(Excerpt provided)
A color-enhanced infrared GOES satellite image, shown below [courtesy of NASA], also taken on 18 May 2011 shows the cell of disturbed weather mentioned above in more detail.

 On the image above notice how the large cell of disturbed weather over the west-central Atlantic is moving generally westward toward a collision with a storm system near the USA Atlantic coastline, which is being pushed by the jet stream toward the east by northeast. From this image it may be deducted that in the absence of a jet stream coming so far south and pushing toward the east by northeast, the cell over the west-central Atlantic might very well continue moving toward USA land where it may cause copious rain and possibly coastal flooding over the next 36-48 hours.

Meanwhile over the far eastern Atlantic, to the south of the Cape Verde islands, we are more and more everyday seeing tropical waves generated by the assembly line that is active over equatorial Africa, which eventually feed into the hurricane alley that channels them toward the Caribbean and the western Atlantic. Some of these tropical waves are shown on the satellite image of 18 May 2011 shown below:

A better overall perspective of tropical activity over the eastern Pacific and Atlantic-wide basin, which may at some point have the ability to impact the USA as well as several other countries, can be gained by the full-disk satellite image of Earth’s western hemisphere on 18 May 2011 that is shown below:

On the satellite image above the yellow outline across the Earth’s disk identifies the belt of tropical weather that circles the planet, and which when this image was taken on 18 May 2011 was clearly positioned to the north of the equator where it may already be capable of affecting the trajectory of tropical waves, which may impact the USA and other interests in the Caribbean and Gulf.
(End Excerpt provided)
(Supplied information)
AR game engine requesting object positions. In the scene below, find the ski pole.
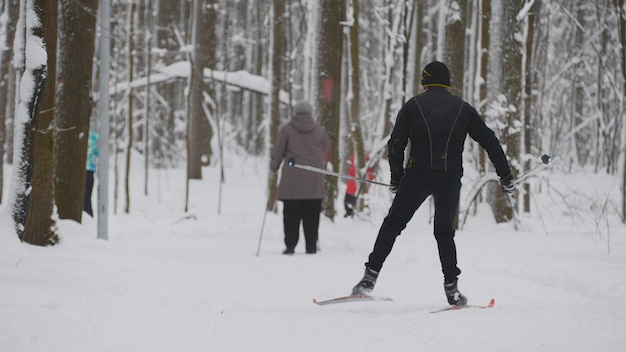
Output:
[515,154,552,184]
[256,205,267,257]
[287,158,391,187]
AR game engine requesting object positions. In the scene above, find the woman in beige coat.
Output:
[270,100,330,254]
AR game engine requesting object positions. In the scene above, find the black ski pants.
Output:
[283,199,322,253]
[365,169,462,282]
[83,170,94,217]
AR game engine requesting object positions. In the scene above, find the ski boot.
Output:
[352,267,378,296]
[443,280,467,306]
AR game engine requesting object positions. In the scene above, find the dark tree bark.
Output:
[54,0,98,222]
[315,0,345,219]
[13,0,58,246]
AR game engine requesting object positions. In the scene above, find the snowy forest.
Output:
[0,0,626,245]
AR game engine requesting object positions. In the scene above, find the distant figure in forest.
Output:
[270,100,331,255]
[83,130,100,217]
[352,61,515,306]
[343,154,374,218]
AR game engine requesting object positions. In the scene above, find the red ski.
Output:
[431,298,496,313]
[313,295,393,306]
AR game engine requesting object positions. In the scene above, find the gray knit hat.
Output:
[293,100,313,115]
[422,61,450,88]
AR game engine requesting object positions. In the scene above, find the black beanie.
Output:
[422,61,450,88]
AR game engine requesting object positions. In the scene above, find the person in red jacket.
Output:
[343,154,374,218]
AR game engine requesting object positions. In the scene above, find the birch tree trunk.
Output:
[614,0,626,223]
[266,0,285,211]
[0,0,19,204]
[12,0,58,246]
[441,0,466,97]
[124,0,138,214]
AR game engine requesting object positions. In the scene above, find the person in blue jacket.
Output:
[83,130,100,217]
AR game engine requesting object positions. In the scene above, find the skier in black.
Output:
[352,61,515,305]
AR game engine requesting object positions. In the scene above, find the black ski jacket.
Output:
[387,87,511,182]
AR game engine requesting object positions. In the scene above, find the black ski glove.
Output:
[389,179,400,193]
[500,175,516,194]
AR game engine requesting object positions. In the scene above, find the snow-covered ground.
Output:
[0,160,626,352]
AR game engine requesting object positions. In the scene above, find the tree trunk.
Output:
[55,0,98,222]
[521,0,541,213]
[266,0,285,211]
[615,0,626,223]
[442,1,466,97]
[348,0,368,210]
[124,0,137,214]
[315,0,345,220]
[13,0,58,246]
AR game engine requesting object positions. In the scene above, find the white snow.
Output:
[0,156,626,352]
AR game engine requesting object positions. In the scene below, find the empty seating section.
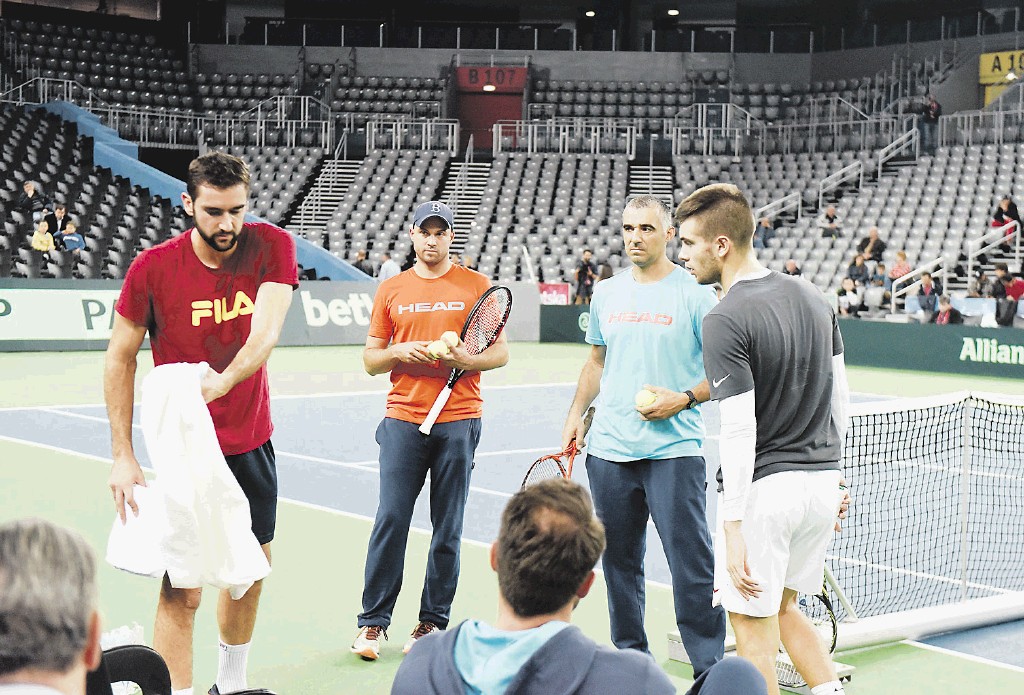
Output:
[0,104,185,277]
[219,146,324,224]
[315,149,451,266]
[7,19,300,112]
[330,75,445,126]
[196,73,300,112]
[473,153,629,281]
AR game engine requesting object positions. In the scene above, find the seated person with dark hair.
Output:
[930,295,964,325]
[918,272,942,311]
[53,222,85,253]
[846,254,871,286]
[391,479,767,695]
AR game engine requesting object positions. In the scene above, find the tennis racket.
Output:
[520,406,594,489]
[775,580,839,688]
[420,286,512,434]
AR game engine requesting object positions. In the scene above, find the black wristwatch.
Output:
[683,389,697,410]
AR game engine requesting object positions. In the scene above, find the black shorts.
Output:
[224,439,278,546]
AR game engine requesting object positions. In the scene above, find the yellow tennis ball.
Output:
[440,331,462,348]
[634,389,657,407]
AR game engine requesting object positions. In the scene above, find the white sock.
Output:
[217,642,252,695]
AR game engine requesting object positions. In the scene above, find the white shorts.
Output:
[714,471,843,617]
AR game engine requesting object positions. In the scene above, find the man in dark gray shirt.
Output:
[675,184,849,695]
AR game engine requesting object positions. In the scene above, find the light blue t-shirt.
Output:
[587,267,718,463]
[455,620,569,695]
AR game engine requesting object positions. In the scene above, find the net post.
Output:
[825,565,860,622]
[961,394,973,601]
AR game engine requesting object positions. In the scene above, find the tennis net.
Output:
[828,393,1024,633]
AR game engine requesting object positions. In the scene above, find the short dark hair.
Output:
[498,478,604,617]
[673,183,755,246]
[185,151,249,200]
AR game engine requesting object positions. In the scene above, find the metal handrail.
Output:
[492,120,639,160]
[967,220,1021,281]
[818,161,864,210]
[878,128,921,178]
[889,258,946,315]
[754,190,804,220]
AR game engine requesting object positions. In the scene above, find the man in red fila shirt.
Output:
[103,153,298,695]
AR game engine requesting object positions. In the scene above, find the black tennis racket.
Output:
[520,406,594,489]
[775,581,839,688]
[420,286,512,434]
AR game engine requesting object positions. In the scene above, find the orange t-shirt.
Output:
[370,265,490,423]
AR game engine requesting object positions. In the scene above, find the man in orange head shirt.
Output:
[352,201,509,660]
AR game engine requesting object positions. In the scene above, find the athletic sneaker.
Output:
[352,625,387,661]
[401,620,440,654]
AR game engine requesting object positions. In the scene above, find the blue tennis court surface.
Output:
[0,383,1024,668]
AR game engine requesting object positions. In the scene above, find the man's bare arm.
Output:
[103,314,146,522]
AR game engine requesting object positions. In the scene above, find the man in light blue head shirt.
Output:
[562,196,725,675]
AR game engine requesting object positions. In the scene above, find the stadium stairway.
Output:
[438,160,490,254]
[286,159,362,246]
[627,164,676,207]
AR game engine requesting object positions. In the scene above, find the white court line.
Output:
[825,555,1014,594]
[902,640,1024,674]
[0,434,672,591]
[0,382,896,412]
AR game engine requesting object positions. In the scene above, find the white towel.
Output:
[108,362,270,599]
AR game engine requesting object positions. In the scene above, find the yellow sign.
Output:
[978,50,1024,85]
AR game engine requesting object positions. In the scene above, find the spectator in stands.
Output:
[15,181,50,222]
[574,249,597,304]
[999,272,1024,302]
[54,222,85,254]
[43,203,71,251]
[931,295,964,325]
[352,249,374,277]
[921,94,942,155]
[32,219,56,253]
[846,254,871,288]
[992,196,1021,254]
[818,205,842,238]
[967,269,993,297]
[754,217,775,249]
[857,227,887,263]
[391,479,767,695]
[886,251,913,292]
[918,272,942,312]
[836,277,864,318]
[377,252,401,283]
[0,519,101,695]
[989,263,1010,299]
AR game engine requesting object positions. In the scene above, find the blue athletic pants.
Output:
[358,418,480,629]
[587,454,725,676]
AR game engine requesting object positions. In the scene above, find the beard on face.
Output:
[196,224,239,253]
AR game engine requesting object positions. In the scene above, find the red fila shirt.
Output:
[117,222,299,455]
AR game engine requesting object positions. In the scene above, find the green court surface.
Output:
[0,344,1024,695]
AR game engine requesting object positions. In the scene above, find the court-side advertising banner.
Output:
[0,279,541,352]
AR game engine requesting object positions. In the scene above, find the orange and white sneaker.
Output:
[352,625,387,661]
[401,620,440,654]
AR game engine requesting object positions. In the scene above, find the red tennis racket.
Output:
[420,286,512,434]
[520,406,594,489]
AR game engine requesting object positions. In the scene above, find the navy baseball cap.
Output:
[413,201,455,229]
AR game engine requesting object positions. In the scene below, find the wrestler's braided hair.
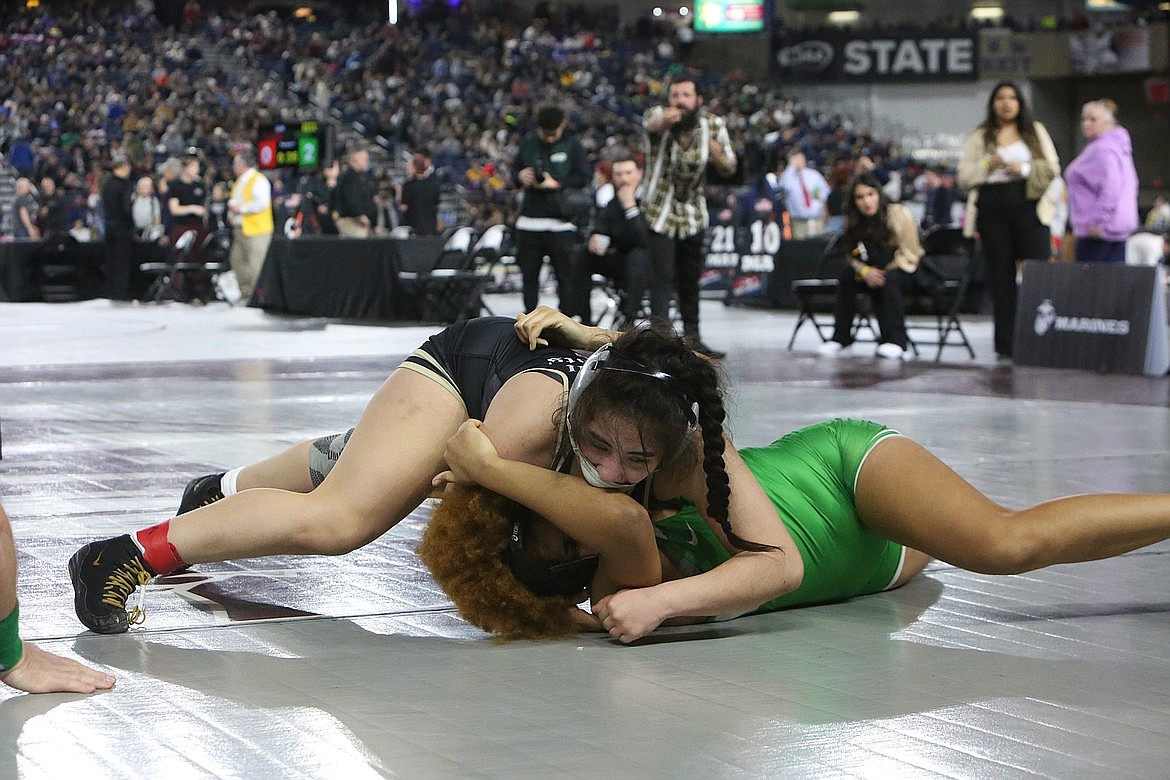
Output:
[573,320,775,551]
(End Supplied information)
■ Problem 1 ■
In the text on the May 2011 satellite images, who is credited for the color-enhanced infrared GOES image?
■ Problem 2 ■
Extend the text on the May 2011 Atlantic satellite images, starting after its final sentence.
The records have nothing to do with the text.

■ Answer section 1 ■
NASA

■ Answer section 2 ■
The overall perspective of tropical cyclone risk can be complemented by the map of sea surface temperature from 17 May 2011, which shows hurricane alley, the Caribbean and Gulf as well as the eastern-east Pacific have already reached a thermocline that is favorable for cyclogenesis. This map of sea surface temperature is shown below:

The above sea surface temperature map [courtesy of NOAA] also shows the effect of the La Nina [ENSO] event still active off the coast of Peru, where the green and yellow color identify the much cooler waters of the La Nina event. The historical record has shown that a La Nina event creates an atmosphere-ocean environment that is more conducive toward tropical cyclone generation in the Atlantic basin.

Finally, I believe it is important to take a closer look at tropical activity over the eastern Pacific off the coasts of Central America and Mexico where a satellite image on 18 May 2011 shows several large cells of rain and storms and otherwise disturbed weather that are active in that region. This region of the Pacific has seen quite a bit of storm activity the same as the junction between Panama and northern South America (Colombia and Venezuela), which has resulted is repeated incidents of heavy rains and thnderstorms over most of the area over the past several weeks. This is a pattern that developed in 2010 driven by La Nina, which appears to be repeating in 2011. The satellite image that follows below, showing the eastern Pacific near Central America on 18 May 2011 illustrates the commentary made before:

With such widespread tropical activity, and so many of the triggers for tropical cyclone development already present in these basins, i.e.: warm and warming surface waters, tropical waves and areas of disturbed weather, areas of low atmospheric pressure etc., it is clear possible tropical cyclone development may occur at any time from now on, so it becomes imperative we remain prepared, pay attention and continue to practice mitigation!